#### Tasks to complete:
- 1) In the essay on writing, what subjective reason does the writer give for writing?
- 2) Continue the essay on writing from where it stops.

#### Text segment:
···
Abstract

I imagine that from an objective point of view the answer to “why I write” would be complicated and different for everyone, requiring an analytic biography to subsume the leading themes. But subjectively I have a clear and immediate response: I write in order to find out what I am thinking. Some psychoanalytic writers I know have a clear idea of what they want to communicate before they begin a paper, or even a set of mental or actual notes, perhaps even an outline. But for the most part I begin only with some feeling in mind, a clinical conundrum, an issue or clinical oddity that I have recently observed or one that has been rolling around in my head for some time, appearing and disappearing or even sometimes showing up in dreams. And so it is there but not quite there, waiting to be discovered or hatched, and the process of writing is, for me, simply my way of actualizing what has been going on by itself for some time.
This may sound like a disavowal of responsibility for one’s thoughts, something not unknown to creative writers and poets and even to psychoanalysts. I recall that Freud seemed almost eager to attribute the dream book to Fliess, as if in some way an intermediary or muse might be necessary to shield the flame of inspiration from the work itself, or as if someone else should be blamed for the disorder, even plague, that he was bringing into the world. In our language, I may be talking about the transformation of primary process into secondary process, of unconscious or preconscious to conscious, of unformulated experience to formulated experience and also a transformation of binary thinking to a more modulated way of viewing experience as endlessly linked on a continuum.
That’s a lot of jargon and theoretical lattice to describe the apparently simple act of turning a dream or fantasy into a story. Because I imagine that everyone’s writing starts from a fantasy or particular theoretical way of viewing the clinical world, a theory to which the world as it is must accommodate itself because we have no other way of approaching it except through our own vision. How can we describe this as a scientific report?
···
#### Recorded data:
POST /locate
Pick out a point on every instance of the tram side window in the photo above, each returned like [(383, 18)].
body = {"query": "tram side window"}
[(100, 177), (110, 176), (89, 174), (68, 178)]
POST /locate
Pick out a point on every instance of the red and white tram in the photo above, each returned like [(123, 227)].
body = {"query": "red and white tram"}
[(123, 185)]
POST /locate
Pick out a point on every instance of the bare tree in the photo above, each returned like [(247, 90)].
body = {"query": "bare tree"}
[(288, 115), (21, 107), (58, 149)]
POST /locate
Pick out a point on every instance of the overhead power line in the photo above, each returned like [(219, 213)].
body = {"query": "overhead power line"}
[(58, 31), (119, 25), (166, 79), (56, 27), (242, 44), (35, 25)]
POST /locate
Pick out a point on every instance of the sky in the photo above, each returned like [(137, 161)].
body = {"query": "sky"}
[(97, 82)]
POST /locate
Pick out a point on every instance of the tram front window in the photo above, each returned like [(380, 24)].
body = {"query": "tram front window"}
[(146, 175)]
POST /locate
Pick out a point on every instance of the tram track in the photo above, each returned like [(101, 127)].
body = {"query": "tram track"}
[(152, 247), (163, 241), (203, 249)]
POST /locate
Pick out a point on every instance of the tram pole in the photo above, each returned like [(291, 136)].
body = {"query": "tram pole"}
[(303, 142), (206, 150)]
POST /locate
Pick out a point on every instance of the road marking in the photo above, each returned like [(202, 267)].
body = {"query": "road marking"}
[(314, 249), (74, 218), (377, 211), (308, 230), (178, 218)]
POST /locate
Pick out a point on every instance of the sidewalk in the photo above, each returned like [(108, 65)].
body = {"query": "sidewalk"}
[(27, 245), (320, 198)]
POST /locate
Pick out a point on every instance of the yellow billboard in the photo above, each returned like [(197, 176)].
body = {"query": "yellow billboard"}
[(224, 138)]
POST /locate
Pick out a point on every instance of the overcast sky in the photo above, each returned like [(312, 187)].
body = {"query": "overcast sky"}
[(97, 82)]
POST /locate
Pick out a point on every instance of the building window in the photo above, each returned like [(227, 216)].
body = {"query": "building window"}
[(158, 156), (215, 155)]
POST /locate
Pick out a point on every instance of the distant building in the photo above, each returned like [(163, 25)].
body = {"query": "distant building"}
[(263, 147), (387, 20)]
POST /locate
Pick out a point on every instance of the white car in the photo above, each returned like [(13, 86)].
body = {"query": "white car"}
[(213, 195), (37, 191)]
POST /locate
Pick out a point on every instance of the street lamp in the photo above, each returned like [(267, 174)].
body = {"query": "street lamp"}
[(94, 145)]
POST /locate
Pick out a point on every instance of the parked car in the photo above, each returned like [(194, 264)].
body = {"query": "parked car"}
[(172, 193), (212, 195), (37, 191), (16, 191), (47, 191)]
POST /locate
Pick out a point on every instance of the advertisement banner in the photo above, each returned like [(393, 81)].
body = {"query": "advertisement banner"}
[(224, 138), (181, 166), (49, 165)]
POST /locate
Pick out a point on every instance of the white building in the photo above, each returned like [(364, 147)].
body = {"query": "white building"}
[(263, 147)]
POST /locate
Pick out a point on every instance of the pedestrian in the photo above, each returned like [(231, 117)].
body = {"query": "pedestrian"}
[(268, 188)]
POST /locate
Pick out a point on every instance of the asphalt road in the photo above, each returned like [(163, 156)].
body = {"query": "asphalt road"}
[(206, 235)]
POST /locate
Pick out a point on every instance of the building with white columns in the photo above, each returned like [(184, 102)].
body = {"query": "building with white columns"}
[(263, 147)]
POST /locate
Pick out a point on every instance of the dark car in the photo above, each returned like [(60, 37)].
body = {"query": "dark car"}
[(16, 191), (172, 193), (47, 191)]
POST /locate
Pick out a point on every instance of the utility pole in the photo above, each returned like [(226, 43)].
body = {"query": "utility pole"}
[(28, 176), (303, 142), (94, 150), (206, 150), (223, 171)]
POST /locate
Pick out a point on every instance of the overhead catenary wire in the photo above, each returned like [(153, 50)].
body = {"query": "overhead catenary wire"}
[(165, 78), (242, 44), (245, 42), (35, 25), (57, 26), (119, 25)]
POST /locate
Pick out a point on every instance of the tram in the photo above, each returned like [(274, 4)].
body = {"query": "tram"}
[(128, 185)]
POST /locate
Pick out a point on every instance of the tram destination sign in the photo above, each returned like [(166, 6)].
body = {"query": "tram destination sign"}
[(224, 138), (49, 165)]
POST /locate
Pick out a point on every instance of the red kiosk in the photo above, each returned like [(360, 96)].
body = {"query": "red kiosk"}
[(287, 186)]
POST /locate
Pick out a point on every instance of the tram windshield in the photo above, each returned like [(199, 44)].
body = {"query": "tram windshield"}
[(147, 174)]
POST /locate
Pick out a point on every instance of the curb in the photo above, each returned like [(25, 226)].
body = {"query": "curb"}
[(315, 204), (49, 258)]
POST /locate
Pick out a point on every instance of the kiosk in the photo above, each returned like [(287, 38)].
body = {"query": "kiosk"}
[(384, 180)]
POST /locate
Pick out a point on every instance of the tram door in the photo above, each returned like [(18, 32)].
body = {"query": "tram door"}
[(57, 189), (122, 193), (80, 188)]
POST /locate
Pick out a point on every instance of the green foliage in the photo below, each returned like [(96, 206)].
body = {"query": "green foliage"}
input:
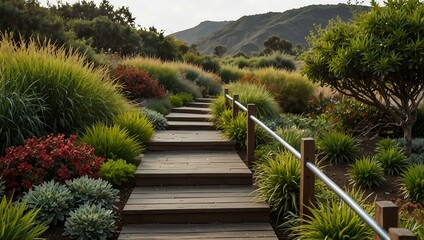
[(137, 126), (17, 223), (413, 183), (334, 219), (72, 93), (93, 191), (366, 172), (158, 120), (278, 181), (392, 159), (90, 222), (337, 148), (117, 172), (112, 143), (54, 201)]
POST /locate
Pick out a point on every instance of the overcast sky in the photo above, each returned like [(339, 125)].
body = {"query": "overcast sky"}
[(177, 15)]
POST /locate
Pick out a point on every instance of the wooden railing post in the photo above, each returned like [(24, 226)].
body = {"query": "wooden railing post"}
[(251, 111), (307, 178), (387, 216), (226, 103), (235, 106)]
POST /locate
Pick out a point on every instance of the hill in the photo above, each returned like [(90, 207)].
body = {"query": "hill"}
[(248, 33)]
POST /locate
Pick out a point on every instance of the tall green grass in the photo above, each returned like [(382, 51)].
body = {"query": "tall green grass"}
[(71, 93)]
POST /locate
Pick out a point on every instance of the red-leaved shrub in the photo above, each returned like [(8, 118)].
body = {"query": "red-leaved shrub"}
[(138, 84), (44, 159)]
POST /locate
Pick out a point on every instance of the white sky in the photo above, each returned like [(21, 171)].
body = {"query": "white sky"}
[(177, 15)]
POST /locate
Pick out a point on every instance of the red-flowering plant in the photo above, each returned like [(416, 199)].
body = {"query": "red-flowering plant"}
[(43, 159), (138, 84)]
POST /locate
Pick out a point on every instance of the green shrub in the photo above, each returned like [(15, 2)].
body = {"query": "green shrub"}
[(90, 222), (367, 173), (74, 93), (17, 223), (412, 183), (137, 125), (337, 148), (334, 219), (112, 143), (117, 172), (158, 120), (278, 181), (54, 201), (392, 159), (93, 191)]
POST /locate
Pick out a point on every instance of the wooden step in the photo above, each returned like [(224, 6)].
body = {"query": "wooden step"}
[(194, 204), (184, 140), (192, 168), (198, 104), (216, 231), (195, 110), (179, 125)]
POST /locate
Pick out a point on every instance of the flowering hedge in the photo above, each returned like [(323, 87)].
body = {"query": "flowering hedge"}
[(44, 159), (138, 84)]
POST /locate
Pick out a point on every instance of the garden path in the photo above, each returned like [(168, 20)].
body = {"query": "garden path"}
[(191, 184)]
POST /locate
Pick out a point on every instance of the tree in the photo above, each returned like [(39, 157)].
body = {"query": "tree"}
[(377, 59)]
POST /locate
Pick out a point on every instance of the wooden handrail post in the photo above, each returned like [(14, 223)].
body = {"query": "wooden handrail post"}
[(307, 178), (226, 103), (251, 111), (235, 106)]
···
#### Your responses:
- 1) In order to find out what the writer is thinking.

- 2)
Freud was shocked when he found himself telling stories—he who had done so many dissections and wanted so desperately to be a scientist. But the scientific part of psychoanalysis turned out to be in the telling of a true or honest story, which began to seem more and more difficult to do, leading to the discovery of the transference/countertransference and projective distortions.
And so the particular amalgam of science and storytelling that we know as psychoanalysis, including everything from the most objective statistical research to the most subjective of intimate feelings and revelations, is the playing ground on which our writing originates in the continual effort to understand where we have come from and where we are going.
I write because we have been thrown into this world unasked and exit the same way and writing is the only response that comes naturally to me. I write as simply as I can in any way that might be useful to my readers, in an effort to help along the healing process of the scarred world we live in. This helps me too. But it can be useful only if it is true, and the truth keeps changing all the time. And that is why I continue to write.